** Start Input records **
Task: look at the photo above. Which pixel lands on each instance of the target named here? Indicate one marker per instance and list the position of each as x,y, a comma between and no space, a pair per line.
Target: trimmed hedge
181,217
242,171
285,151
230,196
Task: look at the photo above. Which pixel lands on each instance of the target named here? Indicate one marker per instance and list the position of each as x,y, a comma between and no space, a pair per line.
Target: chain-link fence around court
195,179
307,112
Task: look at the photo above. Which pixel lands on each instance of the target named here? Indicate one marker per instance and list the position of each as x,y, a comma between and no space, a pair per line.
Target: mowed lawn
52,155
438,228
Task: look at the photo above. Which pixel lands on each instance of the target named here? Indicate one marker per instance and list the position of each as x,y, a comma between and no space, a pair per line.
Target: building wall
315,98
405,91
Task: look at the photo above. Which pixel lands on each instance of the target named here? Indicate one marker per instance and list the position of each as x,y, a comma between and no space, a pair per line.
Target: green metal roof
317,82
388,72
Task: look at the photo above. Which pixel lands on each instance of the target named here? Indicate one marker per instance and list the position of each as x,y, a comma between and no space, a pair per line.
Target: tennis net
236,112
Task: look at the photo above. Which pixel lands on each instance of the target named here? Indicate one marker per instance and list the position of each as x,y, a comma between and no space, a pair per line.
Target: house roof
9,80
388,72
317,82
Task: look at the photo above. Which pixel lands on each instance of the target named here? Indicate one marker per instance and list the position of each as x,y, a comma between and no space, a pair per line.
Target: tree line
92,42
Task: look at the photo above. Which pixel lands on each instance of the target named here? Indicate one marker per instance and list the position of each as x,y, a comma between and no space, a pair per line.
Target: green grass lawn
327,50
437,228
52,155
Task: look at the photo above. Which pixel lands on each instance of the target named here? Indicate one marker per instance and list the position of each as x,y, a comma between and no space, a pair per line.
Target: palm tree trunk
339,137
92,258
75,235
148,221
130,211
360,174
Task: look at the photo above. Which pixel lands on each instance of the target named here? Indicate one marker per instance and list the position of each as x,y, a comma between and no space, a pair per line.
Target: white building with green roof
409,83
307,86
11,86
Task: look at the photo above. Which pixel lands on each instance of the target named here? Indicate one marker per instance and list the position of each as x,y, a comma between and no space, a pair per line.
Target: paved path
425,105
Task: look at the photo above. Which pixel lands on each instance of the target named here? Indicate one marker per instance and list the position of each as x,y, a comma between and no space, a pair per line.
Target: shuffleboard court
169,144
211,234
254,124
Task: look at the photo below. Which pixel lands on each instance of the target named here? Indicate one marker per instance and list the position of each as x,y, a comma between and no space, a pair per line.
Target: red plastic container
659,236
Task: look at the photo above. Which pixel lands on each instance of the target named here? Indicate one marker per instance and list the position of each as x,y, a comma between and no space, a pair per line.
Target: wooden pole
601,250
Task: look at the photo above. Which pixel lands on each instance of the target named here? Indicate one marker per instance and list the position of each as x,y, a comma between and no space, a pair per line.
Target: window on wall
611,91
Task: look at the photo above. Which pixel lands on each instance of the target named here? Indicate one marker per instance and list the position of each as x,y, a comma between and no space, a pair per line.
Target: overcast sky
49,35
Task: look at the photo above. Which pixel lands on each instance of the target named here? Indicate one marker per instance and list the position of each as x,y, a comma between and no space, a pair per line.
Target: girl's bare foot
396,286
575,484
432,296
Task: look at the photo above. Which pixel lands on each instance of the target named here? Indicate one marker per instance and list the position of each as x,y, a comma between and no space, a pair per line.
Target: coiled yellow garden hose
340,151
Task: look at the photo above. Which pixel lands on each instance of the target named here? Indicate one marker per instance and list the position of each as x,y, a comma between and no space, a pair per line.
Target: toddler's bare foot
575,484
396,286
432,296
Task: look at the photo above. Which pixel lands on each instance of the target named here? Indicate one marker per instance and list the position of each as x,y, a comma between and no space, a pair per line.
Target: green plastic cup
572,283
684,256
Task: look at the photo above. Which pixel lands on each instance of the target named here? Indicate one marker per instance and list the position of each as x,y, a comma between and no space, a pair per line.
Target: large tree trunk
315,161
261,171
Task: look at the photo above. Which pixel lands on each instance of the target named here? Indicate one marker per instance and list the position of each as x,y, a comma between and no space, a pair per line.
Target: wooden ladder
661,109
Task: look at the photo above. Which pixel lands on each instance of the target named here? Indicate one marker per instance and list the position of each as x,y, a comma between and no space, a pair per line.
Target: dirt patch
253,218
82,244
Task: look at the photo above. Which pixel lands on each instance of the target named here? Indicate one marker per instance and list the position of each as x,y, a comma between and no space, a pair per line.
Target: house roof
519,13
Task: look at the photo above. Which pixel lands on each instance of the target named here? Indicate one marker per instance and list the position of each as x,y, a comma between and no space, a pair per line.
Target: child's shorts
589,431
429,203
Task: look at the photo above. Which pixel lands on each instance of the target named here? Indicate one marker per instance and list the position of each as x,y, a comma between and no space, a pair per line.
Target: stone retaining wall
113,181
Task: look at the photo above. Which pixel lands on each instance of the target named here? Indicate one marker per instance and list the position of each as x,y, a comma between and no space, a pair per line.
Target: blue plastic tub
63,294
** End Input records **
-- What the exercise asks --
Write the complete data out, exactly as above.

-- Solution --
Task: look at the photo above. Which pixel lands on each instance of the target named here? Indicate one marker per instance and list the position of each as x,y, a comma between and no space, a pair per line.
Target: trimmed hedge
181,217
242,171
285,151
230,196
Task: look at the photo above. Which pixel lands on each instance of the target named here? Indicate one marker per instance and list the position of each as x,y, a comma between and no space, a pair per line.
Target: chain-link fence around court
195,179
307,112
Task: look at the photo above. Which pixel lands on each instance of the target named here? Indicate one marker per instance and list the position of each as x,y, a comma between and no space, a pair per line.
Target: mowed lawn
52,155
438,228
Task: look at the photo above. Which pixel lands on each instance of the target named here? Indicate one marker per instance and list the position of each as x,y, a comma between and no space, a pair per line.
Target: building wall
315,98
405,91
Task: look at the photo above. Which pixel lands on each instance of the target named here? Indicate one marker per instance and list the position of each as x,y, a comma between and no space, a pair per line.
Target: green metal roof
317,82
388,72
Task: look at the photo above. Which pixel lands on each instance of the target named here? Indicate one marker per instance and list the position of each as x,y, a comma between and no space, a pair per line.
Target: tennis net
236,112
Task: look at the photo above. Which pixel lands on each instance of the target named here? Indicate one marker per instance and list the position of each as x,y, a comma between and no space, a pair per line.
Target: house roof
9,80
388,72
317,82
Task: look at the photo above. Which pixel lands on each instance of the target named here? Indicate one marker per instance and list the position of each as x,y, a comma between and no space, a pair per line.
Target: tree line
92,42
Task: look at the photo above. Which pixel lands on each instance of the target named here? Indicate one marker per instance and list the position of each as x,y, a comma between and no space, a pair per line.
Target: green grass lawn
327,50
437,228
52,155
Task: look at the photo above. Which pixel lands on each instance of the target named here? Indicate one marker per instance and list the position of each as x,y, a comma between and no space, a pair per line.
Target: palm tree trunk
339,137
92,258
75,235
148,221
130,211
360,174
Task: look at the photo above. Which pixel lands on each instance of the target named here? Indicate one marker per instance and list the position of each as x,y, a comma between and no space, a pair per line.
Target: white building with green roof
409,83
307,86
11,86
Task: look at the photo above. Which pixel lands on each instance of the target named here? Indicate one marker per instance and list the position of each as x,y, a comma between and no space, a pair per line.
Target: paved path
425,105
Task: look at the photo above. Which pixel lands on each instance of the target named here? Indicate one marker per instance and list the position of each as x,y, a comma between and no space, a pair per line.
Target: shuffleboard court
169,144
211,234
254,124
Task: look at the photo below. Which pixel lands on each instance of the target named here? Indicate one marker per instance and list the position of each as x,y, a comma between and no space, a pair per line.
Target: red plastic container
659,236
Task: look at the photo above. Which pixel lands on each instance of the target named here? Indicate one marker per instance and list the position of each as x,y, a comma between and no space, a pair per line.
Target: wooden pole
601,250
Task: look at the photo above. Which pixel lands on each instance of the target named here? Indicate one marker per instance and list the position of each as x,y, a comma between and no space, a pair per line.
Target: window on wall
611,91
Task: look at the photo above. Which pixel lands on each instance of the target named here? Indicate one marker per instance and list the position of each as x,y, a comma between and no space, a pair per line.
Target: overcast sky
49,35
Task: look at the photo above. Which pixel lands on each instance of the target named here? Indicate one marker per instance and list the position of each as x,y, a comma between and no space, a pair per line.
Target: girl's bare foot
396,286
575,484
432,296
Task: look at the photo above. Which pixel lands on each instance of the target named here? Indicate one marker per instance and list the position of each as x,y, a comma between and no space, a pair per line.
Target: coiled yellow garden hose
340,151
Task: look at the photo above. Which pixel lands on each instance of the target named here? Indicate one marker per instance and list the position of each as x,y, a comma between and no space, a pair per line.
Target: toddler's bare foot
575,484
396,286
432,296
Task: look at the photo above. Which pixel lands on each instance of the target named here? Indicate one marker per instance and list the position of each as x,y, a comma between and no space, a pair per line.
Target: green plastic cup
572,283
684,256
Task: look at the photo above. Which pixel lands on each instance of the target named here? Indicate one marker per instance and list the position of each as x,y, a comma between and no space, a pair per line.
Target: large tree trunk
315,161
261,171
Task: look at the photo above. Which pixel lands on each instance of the target named here? Indicate one marker per instance and list the position of each as x,y, a comma between and no space, a pair per line.
Target: wooden ladder
661,109
Task: look at the photo above. Which pixel lands on each instance of the target named here? Indicate one marker per instance and list the position of each as x,y, a comma between and no space, a pair per line.
Target: dirt patch
253,218
82,244
Task: look at the photo above. Which pixel lands on each instance of the target named here? Indicate one marker per instance and list the position of each as x,y, a comma between and no space, a pair per line.
Target: house roof
519,13
Task: look at the photo above. Which pixel lands on each instance of the target named here? Indicate one marker per instance and list the position of each as x,y, a comma between and no space, a pair per line.
Target: child's shorts
589,431
429,203
Task: look at the photo above. Which pixel lands on each instance of the target named here? Indicate one marker per instance and list the position of each as x,y, a comma between and no space, a pair per line.
Target: stone retaining wall
113,181
Task: look at the photo above. Which pixel lands on each instance of the target named here? Indicate one marker per instance and list the position of each as x,y, a comma between and no space, a pair per line.
Target: blue plastic tub
63,294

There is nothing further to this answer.